→ **Quoted passage**:
I want to use a LSTM to generate images, I have inputs images of (30,2,32,32) and target images of (30,1,32,32), How should I structure my data such I will be able generate images using the following architecture ? Or is it even possible to use this simple architecture to get reasonable results?

To generate images I would use a GAN over a LSTM.

Take a look at these GANs for image Generation.

The image I’m generating are a sequence, that is why I’m using an LSTM, but I will have a look the GAN repo thanks.

GAN framework may be used with almost any kind of neural networks. Take a look at this papers for example:

- Continuous recurrent neural networks with adversarial training https://arxiv.org/abs/1611.09904
- Real-valued (Medical) Time Series Generation with Recurrent Conditional GANs https://arxiv.org/abs/1706.02633
- Language Generation with Recurrent Generative Adversarial Networks without Pre-training https://arxiv.org/abs/1706.01399
- Contextual RNN-GANs for Abstract Reasoning Diagram Generation https://arxiv.org/abs/1609.09444

First, it works for sure.

→ **Given information**:
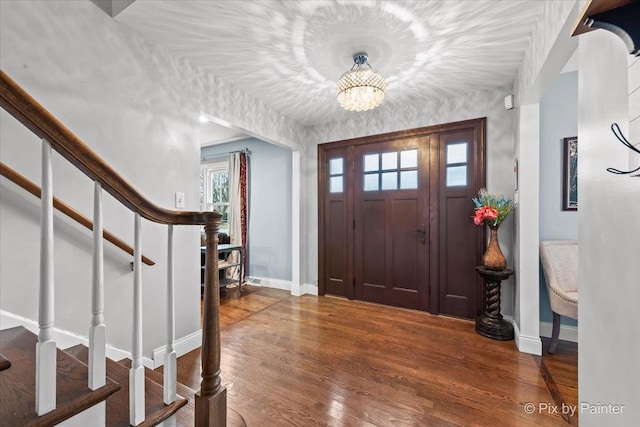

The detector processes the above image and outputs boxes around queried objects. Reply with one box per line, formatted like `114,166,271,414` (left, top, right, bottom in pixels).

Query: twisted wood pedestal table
476,266,513,341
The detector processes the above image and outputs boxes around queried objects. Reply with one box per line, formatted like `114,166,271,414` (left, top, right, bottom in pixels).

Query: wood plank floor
171,286,578,427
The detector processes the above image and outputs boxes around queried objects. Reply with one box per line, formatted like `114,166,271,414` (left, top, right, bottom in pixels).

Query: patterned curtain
240,151,250,282
229,151,249,281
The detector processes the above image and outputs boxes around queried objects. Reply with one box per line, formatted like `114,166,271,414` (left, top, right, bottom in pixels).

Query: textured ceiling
117,0,544,126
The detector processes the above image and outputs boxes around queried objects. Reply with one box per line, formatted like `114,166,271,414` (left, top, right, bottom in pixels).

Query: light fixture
338,52,386,111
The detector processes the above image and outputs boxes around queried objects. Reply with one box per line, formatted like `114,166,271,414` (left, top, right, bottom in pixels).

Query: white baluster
129,213,145,426
89,181,107,390
36,139,57,415
164,224,177,405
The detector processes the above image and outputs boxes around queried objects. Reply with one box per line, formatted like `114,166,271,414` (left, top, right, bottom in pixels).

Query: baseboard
246,276,292,292
511,320,542,356
302,283,318,295
153,329,202,369
246,276,318,297
540,322,578,343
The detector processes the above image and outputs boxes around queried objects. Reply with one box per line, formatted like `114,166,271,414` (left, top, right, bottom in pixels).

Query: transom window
447,142,468,187
363,148,418,191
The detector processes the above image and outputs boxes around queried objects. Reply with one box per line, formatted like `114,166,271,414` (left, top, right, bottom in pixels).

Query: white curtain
228,153,243,278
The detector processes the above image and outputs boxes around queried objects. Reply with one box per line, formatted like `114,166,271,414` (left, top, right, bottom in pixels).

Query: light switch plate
176,193,184,209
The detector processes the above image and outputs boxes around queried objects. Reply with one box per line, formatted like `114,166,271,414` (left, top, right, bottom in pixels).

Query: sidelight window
329,157,344,193
363,148,418,191
447,142,468,187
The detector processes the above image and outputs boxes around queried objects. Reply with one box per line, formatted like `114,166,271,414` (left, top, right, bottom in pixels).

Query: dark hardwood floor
168,286,578,427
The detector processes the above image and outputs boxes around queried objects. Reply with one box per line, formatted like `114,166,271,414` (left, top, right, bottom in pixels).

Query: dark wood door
432,128,483,319
354,138,429,310
318,119,485,318
320,147,354,299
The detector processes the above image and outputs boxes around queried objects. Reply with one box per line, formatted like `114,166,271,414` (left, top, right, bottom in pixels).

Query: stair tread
65,344,188,427
0,326,120,427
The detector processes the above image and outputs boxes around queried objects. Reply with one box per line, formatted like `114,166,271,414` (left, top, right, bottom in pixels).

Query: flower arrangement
472,188,516,227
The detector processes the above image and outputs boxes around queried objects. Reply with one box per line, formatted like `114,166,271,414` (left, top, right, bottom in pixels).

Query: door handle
414,224,427,245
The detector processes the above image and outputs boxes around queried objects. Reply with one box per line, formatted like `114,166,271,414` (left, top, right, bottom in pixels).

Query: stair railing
0,70,227,427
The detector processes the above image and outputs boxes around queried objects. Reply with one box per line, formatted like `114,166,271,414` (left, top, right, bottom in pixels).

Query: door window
447,142,468,187
363,148,418,191
329,157,344,193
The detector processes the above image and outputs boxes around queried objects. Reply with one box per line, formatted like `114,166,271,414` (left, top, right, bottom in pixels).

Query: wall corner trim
511,320,542,356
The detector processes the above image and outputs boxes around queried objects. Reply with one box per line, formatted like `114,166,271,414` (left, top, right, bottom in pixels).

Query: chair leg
549,313,560,354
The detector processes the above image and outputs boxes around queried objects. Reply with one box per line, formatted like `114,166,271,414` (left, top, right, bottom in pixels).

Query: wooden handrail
0,70,227,427
0,162,155,265
0,70,222,225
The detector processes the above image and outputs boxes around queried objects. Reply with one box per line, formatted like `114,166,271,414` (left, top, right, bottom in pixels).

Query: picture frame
562,136,578,211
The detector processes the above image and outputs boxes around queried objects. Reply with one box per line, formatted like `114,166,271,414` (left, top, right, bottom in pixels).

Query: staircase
0,70,231,427
65,344,189,427
0,326,120,427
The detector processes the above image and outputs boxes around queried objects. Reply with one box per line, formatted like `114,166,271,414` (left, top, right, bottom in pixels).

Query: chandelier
338,52,385,111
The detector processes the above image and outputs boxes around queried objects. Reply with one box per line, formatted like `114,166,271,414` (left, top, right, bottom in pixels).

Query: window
447,142,467,187
200,159,229,234
329,157,344,193
363,148,418,191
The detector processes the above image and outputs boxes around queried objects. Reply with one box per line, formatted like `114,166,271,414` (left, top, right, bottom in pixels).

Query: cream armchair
540,240,578,353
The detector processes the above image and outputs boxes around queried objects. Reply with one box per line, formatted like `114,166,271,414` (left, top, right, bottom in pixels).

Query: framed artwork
562,136,578,211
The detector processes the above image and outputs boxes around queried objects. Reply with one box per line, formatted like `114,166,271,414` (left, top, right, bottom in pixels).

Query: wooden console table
476,266,513,341
200,244,244,295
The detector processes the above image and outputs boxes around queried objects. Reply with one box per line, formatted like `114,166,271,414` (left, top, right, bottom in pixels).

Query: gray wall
201,138,292,280
540,71,578,326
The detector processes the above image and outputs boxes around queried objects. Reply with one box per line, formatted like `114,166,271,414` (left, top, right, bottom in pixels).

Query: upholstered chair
540,240,578,353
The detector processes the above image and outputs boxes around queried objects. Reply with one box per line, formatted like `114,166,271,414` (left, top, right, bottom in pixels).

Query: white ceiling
117,0,545,126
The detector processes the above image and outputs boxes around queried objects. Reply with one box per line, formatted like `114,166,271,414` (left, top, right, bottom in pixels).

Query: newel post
196,214,227,427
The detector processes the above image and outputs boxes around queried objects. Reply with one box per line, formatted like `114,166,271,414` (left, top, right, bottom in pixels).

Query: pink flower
473,206,498,225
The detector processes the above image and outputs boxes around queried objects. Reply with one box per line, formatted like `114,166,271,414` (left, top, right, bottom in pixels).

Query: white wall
513,0,584,354
0,1,203,356
578,30,640,427
303,88,515,314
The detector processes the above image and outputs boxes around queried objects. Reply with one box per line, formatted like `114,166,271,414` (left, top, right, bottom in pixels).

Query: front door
318,119,485,319
354,138,429,310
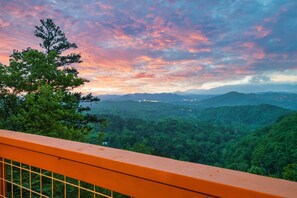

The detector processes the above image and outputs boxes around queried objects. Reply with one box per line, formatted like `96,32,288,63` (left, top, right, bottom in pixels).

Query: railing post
0,158,7,197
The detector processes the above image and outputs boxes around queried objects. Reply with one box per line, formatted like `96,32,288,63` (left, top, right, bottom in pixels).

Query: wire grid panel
0,158,129,198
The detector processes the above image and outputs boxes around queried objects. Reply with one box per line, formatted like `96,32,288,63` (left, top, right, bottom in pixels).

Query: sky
0,0,297,94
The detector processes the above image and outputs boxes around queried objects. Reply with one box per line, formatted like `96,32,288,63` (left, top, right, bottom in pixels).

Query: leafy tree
34,19,82,66
0,19,99,141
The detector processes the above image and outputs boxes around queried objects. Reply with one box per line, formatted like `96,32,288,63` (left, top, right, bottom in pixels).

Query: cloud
0,0,297,93
249,76,271,83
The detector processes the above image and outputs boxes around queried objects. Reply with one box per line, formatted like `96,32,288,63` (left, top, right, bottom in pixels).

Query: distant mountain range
178,84,297,94
99,93,214,103
197,92,297,110
99,91,297,110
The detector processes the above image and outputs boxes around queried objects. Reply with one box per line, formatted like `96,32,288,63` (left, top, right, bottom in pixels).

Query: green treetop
0,19,98,141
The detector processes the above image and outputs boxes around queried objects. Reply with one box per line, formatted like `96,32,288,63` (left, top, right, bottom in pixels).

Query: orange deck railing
0,130,297,198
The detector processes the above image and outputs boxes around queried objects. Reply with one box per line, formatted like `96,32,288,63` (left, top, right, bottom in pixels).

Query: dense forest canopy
0,19,98,141
0,19,297,186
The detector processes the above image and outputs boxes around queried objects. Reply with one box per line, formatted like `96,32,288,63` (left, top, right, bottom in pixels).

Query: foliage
0,19,98,141
224,113,297,181
93,115,242,164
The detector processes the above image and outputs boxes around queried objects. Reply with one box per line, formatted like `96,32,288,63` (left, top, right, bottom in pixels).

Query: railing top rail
0,130,297,197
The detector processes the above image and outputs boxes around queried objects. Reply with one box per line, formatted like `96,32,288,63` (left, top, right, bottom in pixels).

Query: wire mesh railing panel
0,158,130,198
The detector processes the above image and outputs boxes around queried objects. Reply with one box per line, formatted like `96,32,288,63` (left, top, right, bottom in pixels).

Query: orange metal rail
0,130,297,198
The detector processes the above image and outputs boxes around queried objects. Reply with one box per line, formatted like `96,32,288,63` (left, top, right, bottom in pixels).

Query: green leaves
0,19,97,141
34,19,82,67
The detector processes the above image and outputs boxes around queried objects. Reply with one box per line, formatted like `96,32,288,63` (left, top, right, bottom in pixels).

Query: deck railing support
0,158,7,197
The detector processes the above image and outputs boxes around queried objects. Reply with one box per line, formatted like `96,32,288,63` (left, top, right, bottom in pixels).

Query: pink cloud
134,72,155,78
255,25,270,38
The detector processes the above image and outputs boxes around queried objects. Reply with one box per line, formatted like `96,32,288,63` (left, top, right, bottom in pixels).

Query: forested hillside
89,113,297,181
84,101,291,129
223,113,297,181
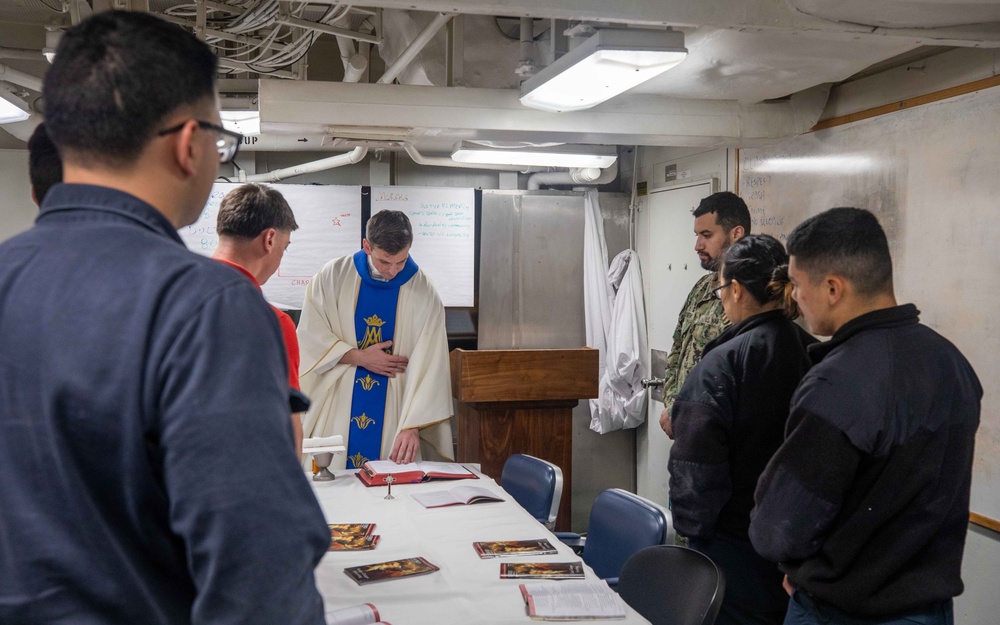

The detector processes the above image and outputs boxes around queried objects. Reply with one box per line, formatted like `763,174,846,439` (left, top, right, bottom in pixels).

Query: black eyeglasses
712,282,732,299
156,119,243,164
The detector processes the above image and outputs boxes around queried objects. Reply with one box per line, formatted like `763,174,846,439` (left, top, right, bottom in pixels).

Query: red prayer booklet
358,460,478,486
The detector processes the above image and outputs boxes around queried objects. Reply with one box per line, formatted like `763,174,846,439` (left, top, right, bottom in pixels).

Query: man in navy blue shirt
0,11,329,625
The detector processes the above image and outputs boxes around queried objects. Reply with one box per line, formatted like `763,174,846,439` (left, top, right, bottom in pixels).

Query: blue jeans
785,590,955,625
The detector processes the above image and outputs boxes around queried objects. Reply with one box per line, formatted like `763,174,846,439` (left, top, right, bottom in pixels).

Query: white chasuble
298,256,454,469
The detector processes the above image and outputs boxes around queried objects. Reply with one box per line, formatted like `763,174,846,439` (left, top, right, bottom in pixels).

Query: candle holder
313,451,334,482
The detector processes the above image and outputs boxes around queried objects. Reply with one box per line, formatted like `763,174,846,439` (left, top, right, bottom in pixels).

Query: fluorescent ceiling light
0,87,30,124
451,141,618,169
219,111,260,135
521,28,687,112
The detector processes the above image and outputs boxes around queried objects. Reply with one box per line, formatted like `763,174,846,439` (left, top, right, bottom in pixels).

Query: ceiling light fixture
219,111,260,136
451,141,618,169
521,28,687,112
0,87,31,124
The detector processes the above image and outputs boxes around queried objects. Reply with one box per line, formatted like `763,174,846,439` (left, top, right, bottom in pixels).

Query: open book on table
326,603,390,625
358,460,478,486
412,484,503,508
521,580,625,621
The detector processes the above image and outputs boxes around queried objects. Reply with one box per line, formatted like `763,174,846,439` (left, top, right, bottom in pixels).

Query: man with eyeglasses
660,191,750,438
0,11,330,625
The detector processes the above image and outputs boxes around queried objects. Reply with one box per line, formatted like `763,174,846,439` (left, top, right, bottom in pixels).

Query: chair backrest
500,454,562,529
618,545,726,625
583,488,670,579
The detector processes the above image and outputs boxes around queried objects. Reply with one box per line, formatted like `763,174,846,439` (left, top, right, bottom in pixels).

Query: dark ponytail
722,234,798,319
767,263,799,319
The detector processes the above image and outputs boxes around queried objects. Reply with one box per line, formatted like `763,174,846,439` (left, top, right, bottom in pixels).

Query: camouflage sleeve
663,274,729,414
663,284,700,414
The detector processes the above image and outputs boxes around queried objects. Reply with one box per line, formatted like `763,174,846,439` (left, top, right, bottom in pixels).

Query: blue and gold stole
347,250,419,469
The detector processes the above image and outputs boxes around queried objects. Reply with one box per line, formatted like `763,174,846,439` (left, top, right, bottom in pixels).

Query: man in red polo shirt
212,184,302,460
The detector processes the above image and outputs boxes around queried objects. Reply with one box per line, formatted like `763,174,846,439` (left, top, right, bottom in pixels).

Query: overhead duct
240,148,368,182
0,63,42,92
403,143,544,173
527,161,618,191
259,80,830,149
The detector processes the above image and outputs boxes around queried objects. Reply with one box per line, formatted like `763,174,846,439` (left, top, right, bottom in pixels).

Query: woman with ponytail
668,234,815,625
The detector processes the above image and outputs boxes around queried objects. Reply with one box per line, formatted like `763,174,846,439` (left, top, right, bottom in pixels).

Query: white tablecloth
313,471,648,625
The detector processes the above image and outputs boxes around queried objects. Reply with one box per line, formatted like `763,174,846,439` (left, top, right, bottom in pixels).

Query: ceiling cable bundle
165,0,351,74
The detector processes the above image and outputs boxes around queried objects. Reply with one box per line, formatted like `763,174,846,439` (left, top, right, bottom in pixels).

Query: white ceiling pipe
0,48,45,61
344,53,368,82
337,37,368,82
377,13,458,85
3,113,42,141
260,80,830,147
302,0,1000,47
240,147,368,182
403,143,547,174
0,63,42,91
528,161,618,191
274,17,382,45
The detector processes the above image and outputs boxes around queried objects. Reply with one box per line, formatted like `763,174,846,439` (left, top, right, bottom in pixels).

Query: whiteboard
178,182,361,310
371,187,476,307
739,83,1000,519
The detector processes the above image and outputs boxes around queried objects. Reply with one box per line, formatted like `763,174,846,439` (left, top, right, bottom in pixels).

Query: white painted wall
0,150,38,241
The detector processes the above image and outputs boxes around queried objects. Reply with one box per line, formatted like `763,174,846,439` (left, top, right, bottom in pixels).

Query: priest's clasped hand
389,428,420,464
341,341,410,378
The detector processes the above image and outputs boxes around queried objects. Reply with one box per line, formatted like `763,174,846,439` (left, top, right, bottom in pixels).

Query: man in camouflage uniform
660,191,750,439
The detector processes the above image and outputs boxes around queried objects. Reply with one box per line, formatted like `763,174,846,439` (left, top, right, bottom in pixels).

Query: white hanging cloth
583,190,649,434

→ **Task to carry out**:
Go on with the forum thread about generating image sequences with an LSTM, starting right after its last sentence.

→ **Response for this exercise**:
Second, even though I’m unsure of this process, I think you can view the image generating lstm as the decoder lstm from Seq2Seq from NLP. https://pytorch.org/tutorials/intermediate/seq2seq_translation_tutorial.html#sphx-glr-intermediate-seq2seq-translation-tutorial-py Your current approach might work as well; you can test the result different approaches.

Third, you don’t have to initialize the hidden states to zeros manually, Pytorch lstm does that automatically.

Thank you very much for your help.

What do you mean by " it works for sure" you mean for my specified problem or it work in general?

Generating an image step by step using an lstm can be generalized to a sequence generating problem, and lstm is a common choice for generating sequences.

How would you configure your data if you had a inputs data set with the following dimension (batch_size=256, channels=2, height=64, width=64) to match the LSTM input format (sequence_length, batch_size, input_size) ?

You would first have to convert the image into a series of data; for example, flatten the image in some way(or flatten it using `Unfold`

). Then reshape the tensor into the shape that match the input.